* _Material supplied_
#####

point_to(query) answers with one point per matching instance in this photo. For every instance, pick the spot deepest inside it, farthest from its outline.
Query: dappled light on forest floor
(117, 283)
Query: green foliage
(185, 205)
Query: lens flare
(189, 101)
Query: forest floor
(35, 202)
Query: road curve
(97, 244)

#####

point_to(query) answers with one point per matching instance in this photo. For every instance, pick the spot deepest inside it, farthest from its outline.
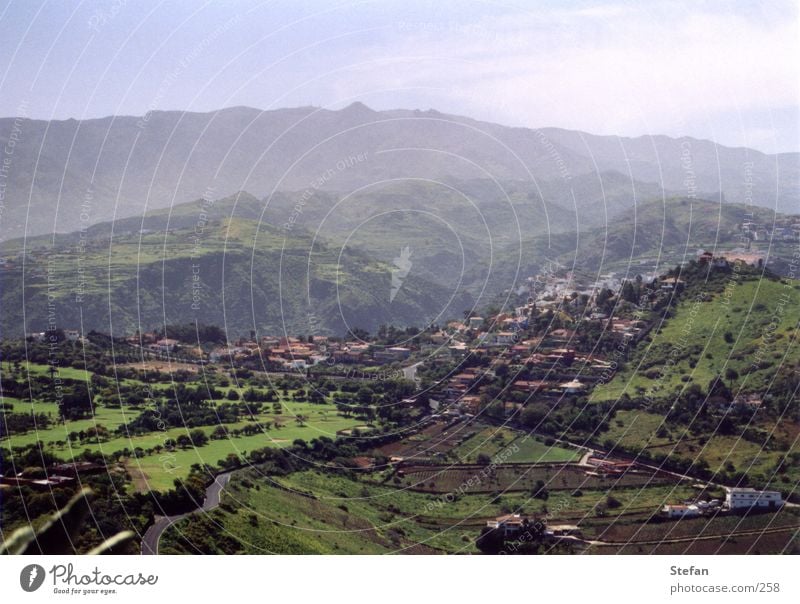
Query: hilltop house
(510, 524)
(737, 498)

#####

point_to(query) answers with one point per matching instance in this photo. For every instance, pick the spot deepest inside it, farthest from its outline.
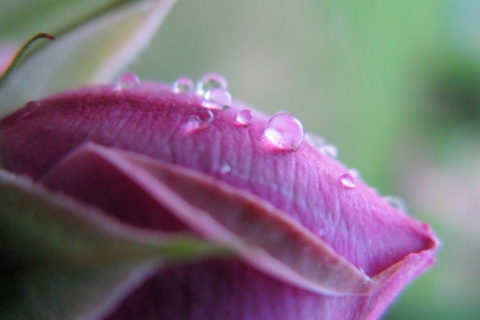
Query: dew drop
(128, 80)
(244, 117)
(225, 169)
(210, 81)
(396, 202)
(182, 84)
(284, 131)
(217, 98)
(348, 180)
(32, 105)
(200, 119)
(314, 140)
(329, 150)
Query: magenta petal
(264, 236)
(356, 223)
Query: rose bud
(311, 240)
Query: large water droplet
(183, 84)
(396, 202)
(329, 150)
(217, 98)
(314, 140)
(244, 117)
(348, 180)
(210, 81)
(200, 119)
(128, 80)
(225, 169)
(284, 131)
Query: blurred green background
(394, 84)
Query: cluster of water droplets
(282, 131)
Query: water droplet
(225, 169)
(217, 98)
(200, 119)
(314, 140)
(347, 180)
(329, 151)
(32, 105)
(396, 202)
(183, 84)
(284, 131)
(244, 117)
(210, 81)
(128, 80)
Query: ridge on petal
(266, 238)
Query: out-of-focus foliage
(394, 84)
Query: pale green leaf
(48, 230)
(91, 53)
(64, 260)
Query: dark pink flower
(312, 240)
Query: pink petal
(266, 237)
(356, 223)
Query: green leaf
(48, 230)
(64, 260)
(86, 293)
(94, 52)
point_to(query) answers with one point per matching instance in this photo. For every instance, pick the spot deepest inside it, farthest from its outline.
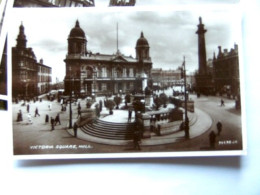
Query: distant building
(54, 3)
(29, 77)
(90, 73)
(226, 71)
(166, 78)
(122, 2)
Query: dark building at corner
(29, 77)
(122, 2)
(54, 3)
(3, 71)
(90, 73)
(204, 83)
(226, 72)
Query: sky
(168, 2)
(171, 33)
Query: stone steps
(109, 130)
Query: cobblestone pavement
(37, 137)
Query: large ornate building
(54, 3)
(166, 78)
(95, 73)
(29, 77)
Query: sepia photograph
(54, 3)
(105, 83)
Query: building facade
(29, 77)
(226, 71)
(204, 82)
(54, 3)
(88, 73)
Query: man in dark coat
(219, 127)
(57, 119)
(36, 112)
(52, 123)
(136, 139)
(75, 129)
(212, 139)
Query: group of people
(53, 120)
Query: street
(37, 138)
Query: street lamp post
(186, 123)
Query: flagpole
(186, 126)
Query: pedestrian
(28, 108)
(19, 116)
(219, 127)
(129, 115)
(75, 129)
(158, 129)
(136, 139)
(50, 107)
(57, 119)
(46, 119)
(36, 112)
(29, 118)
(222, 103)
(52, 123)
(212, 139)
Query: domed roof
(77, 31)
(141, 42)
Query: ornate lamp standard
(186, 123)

#####

* _What is being asked_
Tally how many lines of the records above contain the string "street", and give only that number.

* _Written response_
2